» AIM OF THE TASK
Word for word, print all of the lines below.

(Data records)

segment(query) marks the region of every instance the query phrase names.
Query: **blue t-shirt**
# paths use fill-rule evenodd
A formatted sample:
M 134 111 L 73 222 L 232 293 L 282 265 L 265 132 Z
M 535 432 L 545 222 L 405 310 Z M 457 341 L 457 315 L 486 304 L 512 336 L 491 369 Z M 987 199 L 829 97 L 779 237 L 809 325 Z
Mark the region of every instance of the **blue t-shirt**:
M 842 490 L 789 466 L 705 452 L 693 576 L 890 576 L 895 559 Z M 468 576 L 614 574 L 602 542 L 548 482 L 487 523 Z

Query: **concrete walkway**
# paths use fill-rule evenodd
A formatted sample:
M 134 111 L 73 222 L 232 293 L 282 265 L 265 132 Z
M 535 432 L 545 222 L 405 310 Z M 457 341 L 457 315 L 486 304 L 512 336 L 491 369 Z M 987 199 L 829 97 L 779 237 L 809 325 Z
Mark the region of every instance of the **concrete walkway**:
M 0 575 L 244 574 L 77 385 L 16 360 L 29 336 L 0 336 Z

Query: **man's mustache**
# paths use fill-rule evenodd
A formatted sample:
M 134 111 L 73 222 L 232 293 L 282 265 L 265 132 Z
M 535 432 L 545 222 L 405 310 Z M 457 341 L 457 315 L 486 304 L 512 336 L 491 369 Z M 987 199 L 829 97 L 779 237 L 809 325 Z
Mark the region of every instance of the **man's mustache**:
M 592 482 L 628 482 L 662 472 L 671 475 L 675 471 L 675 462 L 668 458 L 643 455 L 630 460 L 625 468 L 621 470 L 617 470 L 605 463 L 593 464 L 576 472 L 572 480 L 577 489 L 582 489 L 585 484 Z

» REPLY TO THE EXERCISE
segment(query) marks the region of every instance the query phrase names.
Query: **blue t-shirt**
# paths use fill-rule evenodd
A formatted sample:
M 134 111 L 73 222 L 232 293 L 282 265 L 265 132 Z
M 535 432 L 545 222 L 405 310 Z M 457 341 L 457 315 L 486 304 L 512 336 L 491 369 Z M 987 199 L 829 97 L 779 237 L 809 325 Z
Mark the region of every instance of the **blue t-shirt**:
M 842 490 L 789 466 L 705 452 L 693 576 L 890 576 L 895 559 Z M 468 576 L 614 574 L 602 542 L 548 482 L 487 523 Z

Query: **concrete walkway**
# paths use fill-rule evenodd
A formatted sample:
M 134 111 L 73 222 L 232 293 L 282 265 L 265 132 Z
M 535 432 L 545 222 L 405 310 Z M 457 341 L 457 315 L 486 304 L 512 336 L 491 369 Z M 987 199 L 829 97 L 779 237 L 809 325 Z
Mark the region of every instance of the **concrete walkway**:
M 0 575 L 244 574 L 77 385 L 16 360 L 29 336 L 0 336 Z

Query: **man's mustache**
# paths use fill-rule evenodd
A formatted sample:
M 134 111 L 73 222 L 232 293 L 282 265 L 265 132 Z
M 535 432 L 545 222 L 405 310 Z M 457 341 L 457 315 L 486 304 L 512 336 L 491 369 Z M 987 199 L 829 97 L 779 237 L 809 325 Z
Mark the region of every instance of the **man's mustache**:
M 592 482 L 628 482 L 662 472 L 671 475 L 675 471 L 675 462 L 668 458 L 643 455 L 630 460 L 625 468 L 621 470 L 617 470 L 605 463 L 593 464 L 576 472 L 572 480 L 577 489 L 582 489 L 585 484 Z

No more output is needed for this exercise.